### Exercise brief
Repeat each entry exactly, but do not carry over the pictures.
============================================================
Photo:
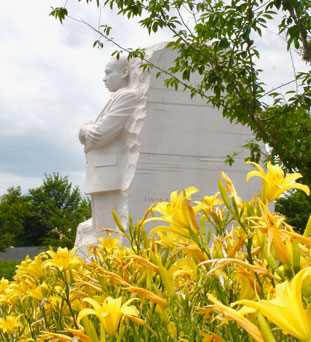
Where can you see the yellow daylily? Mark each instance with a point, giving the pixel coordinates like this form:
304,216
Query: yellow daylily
178,214
9,324
63,259
231,188
286,310
110,312
108,243
147,294
272,224
275,182
231,314
4,284
208,203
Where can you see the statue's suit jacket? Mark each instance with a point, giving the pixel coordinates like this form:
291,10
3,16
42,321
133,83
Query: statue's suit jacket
106,159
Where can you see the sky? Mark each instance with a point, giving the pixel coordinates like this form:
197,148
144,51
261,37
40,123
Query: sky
51,83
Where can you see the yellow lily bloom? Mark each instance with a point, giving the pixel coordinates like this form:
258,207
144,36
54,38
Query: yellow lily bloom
231,188
178,214
108,243
286,310
110,312
275,182
63,259
9,324
231,314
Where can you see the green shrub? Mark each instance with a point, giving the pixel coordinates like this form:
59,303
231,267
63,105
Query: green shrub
7,269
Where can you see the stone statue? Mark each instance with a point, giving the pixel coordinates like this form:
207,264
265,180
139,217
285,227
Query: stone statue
106,148
149,141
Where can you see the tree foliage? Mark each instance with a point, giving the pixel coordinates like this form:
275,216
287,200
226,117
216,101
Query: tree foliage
218,40
14,209
47,215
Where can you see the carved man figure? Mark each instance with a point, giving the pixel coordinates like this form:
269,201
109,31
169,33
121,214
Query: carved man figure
104,140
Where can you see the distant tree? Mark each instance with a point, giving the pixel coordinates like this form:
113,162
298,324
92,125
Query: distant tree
14,210
56,210
47,215
223,41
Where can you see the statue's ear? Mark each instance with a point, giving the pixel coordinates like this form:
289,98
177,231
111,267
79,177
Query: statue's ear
125,72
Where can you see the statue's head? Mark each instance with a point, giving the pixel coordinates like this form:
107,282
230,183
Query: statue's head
116,74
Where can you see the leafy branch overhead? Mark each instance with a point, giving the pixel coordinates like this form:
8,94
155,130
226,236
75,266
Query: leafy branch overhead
219,40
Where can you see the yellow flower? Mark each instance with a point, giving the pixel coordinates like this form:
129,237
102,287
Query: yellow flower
39,292
9,324
230,314
4,284
110,312
63,259
231,188
148,294
208,203
108,243
286,310
274,182
178,214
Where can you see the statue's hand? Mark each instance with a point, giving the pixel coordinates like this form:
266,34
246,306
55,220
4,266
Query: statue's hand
94,136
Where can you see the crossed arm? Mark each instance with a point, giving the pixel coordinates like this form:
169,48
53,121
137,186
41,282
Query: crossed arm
101,132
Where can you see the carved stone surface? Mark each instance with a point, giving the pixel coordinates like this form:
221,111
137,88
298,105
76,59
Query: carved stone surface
184,142
155,141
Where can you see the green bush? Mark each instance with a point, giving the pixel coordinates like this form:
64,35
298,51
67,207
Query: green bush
7,269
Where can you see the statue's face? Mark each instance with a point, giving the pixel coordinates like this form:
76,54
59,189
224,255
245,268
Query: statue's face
114,77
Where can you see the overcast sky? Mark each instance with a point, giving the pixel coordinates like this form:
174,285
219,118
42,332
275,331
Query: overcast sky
51,83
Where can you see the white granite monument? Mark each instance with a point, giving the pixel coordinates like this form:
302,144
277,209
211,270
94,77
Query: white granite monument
150,140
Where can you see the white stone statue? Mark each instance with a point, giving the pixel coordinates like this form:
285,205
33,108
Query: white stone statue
107,144
149,141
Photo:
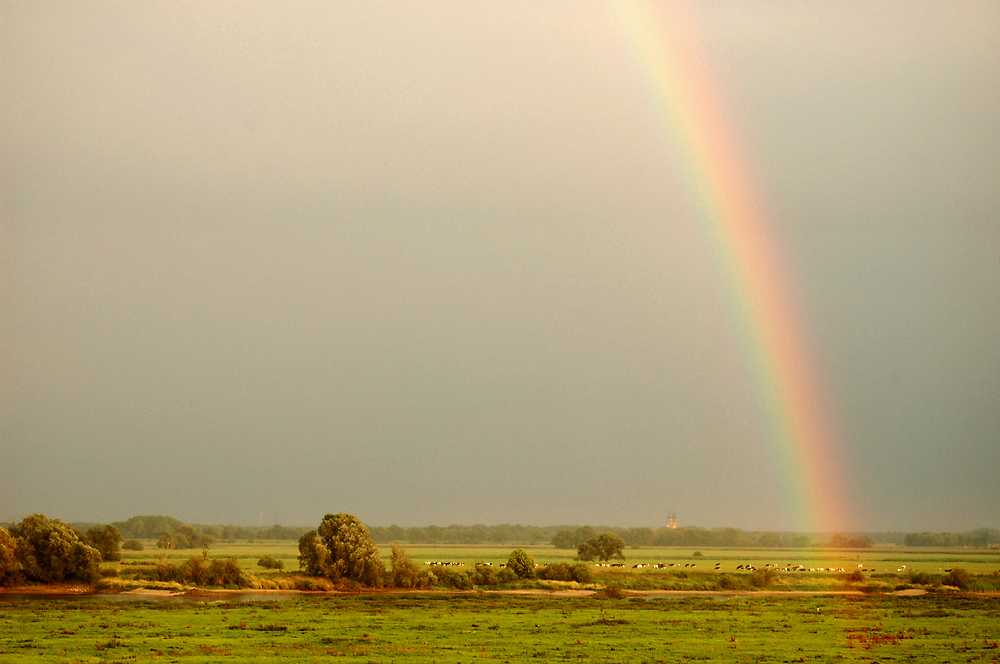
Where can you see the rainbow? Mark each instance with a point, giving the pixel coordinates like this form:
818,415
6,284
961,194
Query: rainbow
663,40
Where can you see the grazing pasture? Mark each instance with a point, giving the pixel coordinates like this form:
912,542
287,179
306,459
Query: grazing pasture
806,569
508,628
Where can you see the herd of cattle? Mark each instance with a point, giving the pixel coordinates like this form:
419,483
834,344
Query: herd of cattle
747,567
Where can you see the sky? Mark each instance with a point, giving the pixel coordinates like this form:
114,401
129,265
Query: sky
439,263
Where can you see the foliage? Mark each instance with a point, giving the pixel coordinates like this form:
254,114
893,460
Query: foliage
769,540
9,567
604,547
341,548
184,537
314,557
147,527
566,572
981,538
270,562
50,551
564,539
761,578
844,542
405,573
107,541
521,564
958,577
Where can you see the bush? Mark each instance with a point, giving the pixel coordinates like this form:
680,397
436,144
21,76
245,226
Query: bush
923,579
521,564
958,578
270,562
192,571
224,573
50,551
613,592
854,577
485,575
763,577
405,573
727,582
107,541
605,547
450,577
342,549
578,572
10,570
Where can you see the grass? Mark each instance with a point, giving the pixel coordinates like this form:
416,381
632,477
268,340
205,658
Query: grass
884,569
462,628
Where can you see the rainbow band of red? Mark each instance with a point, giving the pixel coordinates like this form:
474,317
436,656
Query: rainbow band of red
663,39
============================================================
### Result below
Photo:
Where can you see the yellow daylily? Mark each instance with a point, giving the pixel coordinates like this form:
304,216
Query: yellow daylily
178,214
9,324
63,259
231,188
286,310
110,312
108,243
147,294
272,224
275,182
231,314
4,284
208,203
Where can you see the statue's suit jacket? Mark each instance with a point, giving the pixel coordinates like this form:
291,10
3,16
42,321
133,83
Query: statue's suit jacket
106,159
Where can you see the sky? Mark each instance with a point, giving the pixel coordinates like this form:
197,148
144,51
261,37
40,123
Query: sky
51,83
Where can you see the yellow lily bloom? Mark each instance with a point, giving the pixel coordinates like this form:
258,207
144,36
54,38
Query: yellow lily bloom
231,188
178,214
108,243
286,310
110,312
275,182
63,259
9,324
231,314
Where can you see the green shrub? Mark each instance with a point, giving the pixel coordinates like this form:
59,303
231,267
63,105
Query: green shrub
7,269
Where can you see the stone statue? Mark each instance with a point, giving the pixel coordinates like this form:
207,264
265,180
139,217
285,227
Query: stone statue
106,148
149,141
Where can you see the tree foliage? Mark each instance with a point, giving the pixel coordinates like this form:
275,216
287,200
226,117
216,101
Query: tree foliage
218,40
14,209
47,215
Where can you see the carved man figure? Mark each instance with a point, giving the pixel coordinates like this form:
269,201
109,31
169,33
121,214
Query: carved man figure
104,140
Where can you see the distant tree? Mark each instance with a point, giving the pixel coordinates like this form:
113,162
298,324
92,125
Query: distant tree
14,210
56,210
47,215
223,41
Where can you see the statue's ear? Mark each instance with a point, giving the pixel coordinates like this form:
289,98
177,231
111,267
79,177
Query: statue's ear
125,72
Where can you see the statue's head? Mark each instance with a point, giving the pixel coordinates like this form:
107,282
230,183
Query: statue's head
116,74
Where can you see the leafy branch overhead? Mark each instance with a point, giving the pixel coordinates like this form:
8,94
155,130
226,236
75,266
Query: leafy branch overhead
219,40
Where can you see the yellow flower? Mark each instance with a point, giving the pixel coordinates like this form:
129,237
102,287
Query: yellow flower
39,292
9,324
230,314
4,284
110,312
63,259
231,188
148,294
208,203
108,243
286,310
274,182
178,214
Where can you see the statue's hand? Mark each instance with a point, giving the pixel coordinates like this form:
266,34
246,306
55,220
4,266
Query: statue's hand
94,136
Where can you see the crossed arm? Mark each instance with a point, giving the pixel coordinates like this form:
169,48
53,121
137,186
41,282
Query: crossed arm
101,132
Where can you see the carved stone surface? Mark each instance with a point, giving the pixel coordinates like this form:
221,111
137,88
298,105
76,59
Query: carved stone surface
184,142
155,141
Where can you see the green bush? Mark each instance with a point, giving the pixel coordinates like this form:
64,35
298,51
67,207
Query: green bush
7,269
Where can you see the statue's face? Mark each instance with a point, giving the pixel coordinates like this form:
76,54
59,189
224,255
245,268
Query: statue's face
114,77
Where can you see the overcast sky? Mark each instance with a point, giving the pixel coordinates like this form:
174,285
219,118
42,332
275,331
Query: overcast sky
51,83
Where can you see the white granite monument? Mark each instance with a point, giving the pixel coordinates like this form:
302,144
277,209
211,270
94,77
Query: white granite monument
150,140
Where can you see the white stone statue? Mark each instance with a point, giving the pixel coordinates like this form:
285,205
33,108
Query: white stone statue
107,144
149,141
Photo:
Where can you see the rainbow? Mark each instance with a point, giving the pixel coordinates like this form:
818,415
6,284
961,194
Query: rainbow
663,40
Where can you see the grazing pasture? Mark each instance with a point, giving the pixel coordinates like this form:
912,542
287,179
306,459
Query: grazing pasture
806,569
508,628
Where can you see the herd of cattle? Mark each instance with a point, giving the pixel coordinates like this form:
419,483
834,344
Query: herd of cattle
747,567
Where can you see the sky? Mark each instance with a point, giving the pixel coordinates like this form:
114,401
129,265
Query: sky
439,263
Where can you see the foliage? Mark each instance with a point, giving the pixel coordinates like this form:
254,114
893,460
Query: foliage
769,540
9,567
604,547
341,548
184,537
314,557
147,527
566,572
981,538
270,562
50,551
564,539
761,578
844,542
405,573
107,541
521,564
958,577
Where can you see the bush? Mark each instance with a point, giving the pixel coordinates like this form:
680,397
436,144
21,76
245,226
Query: bush
923,579
521,564
958,578
270,562
192,571
224,573
50,551
613,592
854,577
485,575
763,577
405,573
727,582
107,541
605,547
450,577
342,549
578,572
10,570
Where can you see the grass? Mark each instance with a point, giving the pixel coordinates like this form:
416,381
632,477
268,340
205,658
Query: grass
884,569
462,628
Where can you see the rainbow band of red? Mark each instance with a point, giving the pixel coordinates like this form:
474,317
436,656
Query: rainbow band of red
663,39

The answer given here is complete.